WRITTEN TASK A:
Please copy the part of the court transcript between "MR FRASER: Well, I'm" and "just a moment.", inclusive.
WRITTEN TASK B:
Answer these questions from the court transcript:
(i) Which numbered paragraph's relief is refused for essentially the same reasons given earlier?
(ii) Which clause is named in connection with the respondent's liabilities for the aircraft and the engines?
(iii) Which paragraph does Mr Fraser bring up to clarify a point attributed to his submissions?

━━━ TEXT SECTION

With regard to the information relating to the current maintenance status of the aircraft, that may well be something that could be requested by the applicant under that clause but it seems to me that that and the issue of the financial liabilities or liabilities incurred by the respondent in relation to the aircraft and the engines fall into the same sort of difficulty as I have mentioned previously, namely that I am not satisfied that given my view as to the original main forms of relief that I ought to embark on granting this ancillary form of relief. Whether liabilities incurred by the respondent in relation to the aircraft and the engines are within clause 27 is not something that I need to consider in any detail for the reasons that I have already given.

As I have said, it seems that this was really justified on the basis that it was ancillary to Mareva type relief or other equitable relief and I am of the view that it should be refused.

So far as the relief in paragraph 4 is concerned, that should also be refused for essentially the same reasons that have been elaborated on previously so the application will be refused.

Yes. Anything else?

MR FRASER: Well, I'm sorry, your Honour-----


MR FRASER: -----there's one matter that you attributed to my submissions which I perhaps should clarify.

HIS HONOUR: Yes. What's that?

MR FRASER: In paragraph 3.1-----

HIS HONOUR: 3.1, just a moment.

━━━━━━
━━━ DATA SECTION

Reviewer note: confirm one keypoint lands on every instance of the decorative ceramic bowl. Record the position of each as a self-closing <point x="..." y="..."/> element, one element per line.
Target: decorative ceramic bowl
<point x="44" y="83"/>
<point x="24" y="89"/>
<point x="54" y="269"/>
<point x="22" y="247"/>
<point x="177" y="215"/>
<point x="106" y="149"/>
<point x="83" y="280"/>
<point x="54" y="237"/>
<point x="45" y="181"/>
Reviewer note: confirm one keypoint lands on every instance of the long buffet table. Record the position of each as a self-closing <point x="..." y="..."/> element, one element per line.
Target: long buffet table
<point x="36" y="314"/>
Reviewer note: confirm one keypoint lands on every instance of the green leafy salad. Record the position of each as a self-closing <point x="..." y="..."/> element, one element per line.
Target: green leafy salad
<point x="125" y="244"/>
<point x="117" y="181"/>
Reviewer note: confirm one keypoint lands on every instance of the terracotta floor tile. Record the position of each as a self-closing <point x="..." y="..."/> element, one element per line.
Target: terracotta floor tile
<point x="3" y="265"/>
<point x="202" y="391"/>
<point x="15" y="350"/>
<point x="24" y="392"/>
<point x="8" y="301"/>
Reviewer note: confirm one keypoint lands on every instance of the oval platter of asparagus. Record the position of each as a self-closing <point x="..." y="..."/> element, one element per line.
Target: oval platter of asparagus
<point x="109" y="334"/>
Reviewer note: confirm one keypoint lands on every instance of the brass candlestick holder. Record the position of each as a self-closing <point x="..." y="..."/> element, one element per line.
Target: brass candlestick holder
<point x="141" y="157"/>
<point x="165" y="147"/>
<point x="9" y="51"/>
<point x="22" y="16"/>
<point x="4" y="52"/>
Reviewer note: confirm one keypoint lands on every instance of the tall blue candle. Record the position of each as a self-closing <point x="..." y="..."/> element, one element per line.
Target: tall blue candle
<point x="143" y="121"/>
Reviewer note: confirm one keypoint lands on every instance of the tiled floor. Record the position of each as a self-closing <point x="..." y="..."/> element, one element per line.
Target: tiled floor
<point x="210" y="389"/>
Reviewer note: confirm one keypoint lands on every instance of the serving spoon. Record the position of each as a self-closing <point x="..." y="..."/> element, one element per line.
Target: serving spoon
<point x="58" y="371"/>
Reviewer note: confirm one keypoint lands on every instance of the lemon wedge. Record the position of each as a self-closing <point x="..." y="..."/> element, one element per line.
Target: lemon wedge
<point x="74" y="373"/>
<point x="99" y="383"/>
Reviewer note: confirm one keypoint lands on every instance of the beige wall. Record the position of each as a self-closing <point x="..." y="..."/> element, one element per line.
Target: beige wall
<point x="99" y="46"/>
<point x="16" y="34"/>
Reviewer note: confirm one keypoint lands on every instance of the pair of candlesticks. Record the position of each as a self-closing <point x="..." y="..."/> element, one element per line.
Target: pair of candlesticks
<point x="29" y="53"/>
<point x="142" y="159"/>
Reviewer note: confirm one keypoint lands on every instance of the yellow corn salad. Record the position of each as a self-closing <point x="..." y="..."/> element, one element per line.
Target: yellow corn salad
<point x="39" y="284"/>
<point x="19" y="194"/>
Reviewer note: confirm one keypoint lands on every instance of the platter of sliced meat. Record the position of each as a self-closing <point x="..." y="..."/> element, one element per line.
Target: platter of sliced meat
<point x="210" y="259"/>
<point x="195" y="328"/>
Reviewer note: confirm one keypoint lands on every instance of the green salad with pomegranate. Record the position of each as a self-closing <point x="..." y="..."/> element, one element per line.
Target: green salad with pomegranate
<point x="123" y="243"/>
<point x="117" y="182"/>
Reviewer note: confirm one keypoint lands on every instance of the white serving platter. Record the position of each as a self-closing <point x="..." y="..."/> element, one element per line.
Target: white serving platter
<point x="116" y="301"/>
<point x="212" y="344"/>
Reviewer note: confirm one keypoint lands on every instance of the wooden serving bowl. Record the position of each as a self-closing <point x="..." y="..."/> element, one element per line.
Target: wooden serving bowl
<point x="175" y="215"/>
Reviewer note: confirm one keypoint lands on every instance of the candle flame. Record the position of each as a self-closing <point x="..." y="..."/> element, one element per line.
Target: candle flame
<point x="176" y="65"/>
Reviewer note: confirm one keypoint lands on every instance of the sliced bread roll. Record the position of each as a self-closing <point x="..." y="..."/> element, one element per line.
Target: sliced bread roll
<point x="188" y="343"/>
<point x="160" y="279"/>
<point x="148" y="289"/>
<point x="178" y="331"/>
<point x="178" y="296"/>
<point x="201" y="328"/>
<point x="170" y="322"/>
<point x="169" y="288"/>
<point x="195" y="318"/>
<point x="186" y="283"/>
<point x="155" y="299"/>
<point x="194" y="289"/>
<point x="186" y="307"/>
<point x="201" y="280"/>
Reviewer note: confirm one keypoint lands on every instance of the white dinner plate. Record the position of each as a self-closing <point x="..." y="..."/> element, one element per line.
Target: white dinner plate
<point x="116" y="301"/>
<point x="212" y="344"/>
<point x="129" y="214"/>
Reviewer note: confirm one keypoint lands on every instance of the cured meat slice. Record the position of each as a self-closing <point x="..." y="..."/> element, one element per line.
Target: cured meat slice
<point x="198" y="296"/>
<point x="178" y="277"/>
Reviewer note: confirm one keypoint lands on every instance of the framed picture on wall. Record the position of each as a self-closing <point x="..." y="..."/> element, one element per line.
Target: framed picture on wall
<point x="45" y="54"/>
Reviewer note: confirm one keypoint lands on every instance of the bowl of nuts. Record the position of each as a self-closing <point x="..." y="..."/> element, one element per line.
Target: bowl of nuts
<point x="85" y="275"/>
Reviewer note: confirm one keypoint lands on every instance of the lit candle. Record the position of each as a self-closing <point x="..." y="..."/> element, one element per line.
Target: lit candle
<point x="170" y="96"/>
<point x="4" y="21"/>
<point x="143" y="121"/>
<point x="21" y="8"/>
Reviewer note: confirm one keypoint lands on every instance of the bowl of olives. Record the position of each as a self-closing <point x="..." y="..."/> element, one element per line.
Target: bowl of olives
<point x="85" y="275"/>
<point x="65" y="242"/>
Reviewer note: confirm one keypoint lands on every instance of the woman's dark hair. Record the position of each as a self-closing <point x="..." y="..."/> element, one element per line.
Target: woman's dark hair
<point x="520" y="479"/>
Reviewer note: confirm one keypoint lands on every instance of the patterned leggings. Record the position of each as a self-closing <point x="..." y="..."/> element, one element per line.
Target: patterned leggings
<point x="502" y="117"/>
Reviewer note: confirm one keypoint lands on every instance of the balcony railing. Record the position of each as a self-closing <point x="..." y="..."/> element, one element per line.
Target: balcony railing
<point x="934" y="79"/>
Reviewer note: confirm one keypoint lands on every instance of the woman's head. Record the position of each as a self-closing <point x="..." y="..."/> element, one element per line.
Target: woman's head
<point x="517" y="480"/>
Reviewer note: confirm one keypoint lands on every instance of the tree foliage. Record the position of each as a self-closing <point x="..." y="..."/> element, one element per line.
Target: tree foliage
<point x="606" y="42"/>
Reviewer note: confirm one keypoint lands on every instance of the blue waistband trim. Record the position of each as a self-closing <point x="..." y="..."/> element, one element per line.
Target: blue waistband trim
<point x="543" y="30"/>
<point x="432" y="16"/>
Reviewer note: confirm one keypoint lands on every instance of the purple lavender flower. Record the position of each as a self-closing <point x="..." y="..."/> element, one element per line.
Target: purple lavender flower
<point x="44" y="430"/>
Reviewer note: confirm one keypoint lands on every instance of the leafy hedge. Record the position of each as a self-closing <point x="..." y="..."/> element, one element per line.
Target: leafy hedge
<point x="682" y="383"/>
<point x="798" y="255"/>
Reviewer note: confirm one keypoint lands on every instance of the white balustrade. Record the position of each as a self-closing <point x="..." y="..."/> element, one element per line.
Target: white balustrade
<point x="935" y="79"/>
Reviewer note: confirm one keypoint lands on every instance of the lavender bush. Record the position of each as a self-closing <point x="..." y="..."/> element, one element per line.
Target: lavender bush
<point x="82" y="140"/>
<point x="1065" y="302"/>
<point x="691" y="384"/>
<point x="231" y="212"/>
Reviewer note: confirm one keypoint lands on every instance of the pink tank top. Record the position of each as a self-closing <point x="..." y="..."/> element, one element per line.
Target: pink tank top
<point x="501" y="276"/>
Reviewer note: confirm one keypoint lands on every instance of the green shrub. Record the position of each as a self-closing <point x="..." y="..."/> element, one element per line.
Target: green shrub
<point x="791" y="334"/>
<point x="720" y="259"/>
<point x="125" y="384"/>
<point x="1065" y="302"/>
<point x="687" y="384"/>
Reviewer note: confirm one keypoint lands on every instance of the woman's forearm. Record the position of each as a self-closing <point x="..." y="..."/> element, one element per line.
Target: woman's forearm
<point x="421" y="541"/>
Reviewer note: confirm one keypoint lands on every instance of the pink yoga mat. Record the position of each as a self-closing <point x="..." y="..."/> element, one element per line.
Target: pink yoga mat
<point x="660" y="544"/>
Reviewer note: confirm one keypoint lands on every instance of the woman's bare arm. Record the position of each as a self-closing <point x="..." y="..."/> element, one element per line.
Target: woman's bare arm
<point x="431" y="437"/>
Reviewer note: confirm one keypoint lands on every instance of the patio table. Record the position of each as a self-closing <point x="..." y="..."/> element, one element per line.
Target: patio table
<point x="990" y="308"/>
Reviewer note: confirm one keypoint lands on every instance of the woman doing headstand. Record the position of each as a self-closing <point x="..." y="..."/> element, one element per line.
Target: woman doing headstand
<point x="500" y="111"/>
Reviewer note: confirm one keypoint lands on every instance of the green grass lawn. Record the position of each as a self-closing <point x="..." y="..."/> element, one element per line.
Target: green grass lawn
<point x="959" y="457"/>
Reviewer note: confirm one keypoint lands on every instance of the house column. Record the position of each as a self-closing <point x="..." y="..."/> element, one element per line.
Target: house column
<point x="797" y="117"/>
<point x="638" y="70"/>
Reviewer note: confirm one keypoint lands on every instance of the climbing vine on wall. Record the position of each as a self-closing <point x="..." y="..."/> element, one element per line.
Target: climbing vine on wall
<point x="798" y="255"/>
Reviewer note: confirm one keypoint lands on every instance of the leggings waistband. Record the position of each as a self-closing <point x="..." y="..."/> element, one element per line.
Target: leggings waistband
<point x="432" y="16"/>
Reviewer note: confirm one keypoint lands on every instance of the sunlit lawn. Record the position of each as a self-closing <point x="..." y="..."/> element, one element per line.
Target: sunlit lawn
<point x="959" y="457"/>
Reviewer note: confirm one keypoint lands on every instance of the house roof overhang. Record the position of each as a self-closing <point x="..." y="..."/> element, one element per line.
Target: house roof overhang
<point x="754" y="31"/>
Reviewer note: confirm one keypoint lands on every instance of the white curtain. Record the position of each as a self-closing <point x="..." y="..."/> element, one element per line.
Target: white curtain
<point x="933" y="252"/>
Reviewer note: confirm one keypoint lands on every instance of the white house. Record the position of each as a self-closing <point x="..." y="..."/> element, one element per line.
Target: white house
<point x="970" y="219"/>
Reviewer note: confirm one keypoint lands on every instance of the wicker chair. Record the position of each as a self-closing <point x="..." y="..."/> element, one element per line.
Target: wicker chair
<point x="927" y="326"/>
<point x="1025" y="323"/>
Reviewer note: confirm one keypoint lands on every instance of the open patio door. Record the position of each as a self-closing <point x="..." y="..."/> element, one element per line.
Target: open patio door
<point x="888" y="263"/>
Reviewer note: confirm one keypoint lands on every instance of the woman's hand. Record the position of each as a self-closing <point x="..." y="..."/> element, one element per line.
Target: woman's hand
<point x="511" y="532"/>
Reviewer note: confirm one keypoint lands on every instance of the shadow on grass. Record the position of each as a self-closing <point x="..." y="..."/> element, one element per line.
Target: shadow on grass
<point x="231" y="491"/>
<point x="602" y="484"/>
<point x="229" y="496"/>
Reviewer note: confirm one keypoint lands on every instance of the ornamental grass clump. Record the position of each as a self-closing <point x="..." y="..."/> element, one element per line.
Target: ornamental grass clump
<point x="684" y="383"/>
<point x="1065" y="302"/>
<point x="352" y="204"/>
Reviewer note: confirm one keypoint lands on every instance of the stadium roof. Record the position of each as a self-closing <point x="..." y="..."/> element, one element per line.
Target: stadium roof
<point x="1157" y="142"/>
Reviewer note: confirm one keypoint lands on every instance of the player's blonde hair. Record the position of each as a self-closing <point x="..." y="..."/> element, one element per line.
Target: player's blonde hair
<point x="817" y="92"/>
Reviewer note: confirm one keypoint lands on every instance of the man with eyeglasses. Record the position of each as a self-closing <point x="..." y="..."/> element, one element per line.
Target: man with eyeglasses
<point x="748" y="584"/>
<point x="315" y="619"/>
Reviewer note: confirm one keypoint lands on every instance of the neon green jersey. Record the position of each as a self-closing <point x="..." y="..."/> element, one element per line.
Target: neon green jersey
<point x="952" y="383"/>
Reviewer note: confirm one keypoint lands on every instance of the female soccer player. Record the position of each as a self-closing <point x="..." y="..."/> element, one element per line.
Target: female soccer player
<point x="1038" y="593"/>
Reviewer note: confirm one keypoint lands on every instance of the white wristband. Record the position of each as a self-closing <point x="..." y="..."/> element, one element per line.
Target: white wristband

━━━━━━

TASK SOLUTION A:
MR FRASER: Well, I'm sorry, your Honour-----


MR FRASER: -----there's one matter that you attributed to my submissions which I perhaps should clarify.

HIS HONOUR: Yes. What's that?

MR FRASER: In paragraph 3.1-----

HIS HONOUR: 3.1, just a moment.

TASK SOLUTION B:
(i) Paragraph 4
(ii) Clause 27
(iii) Paragraph 3.1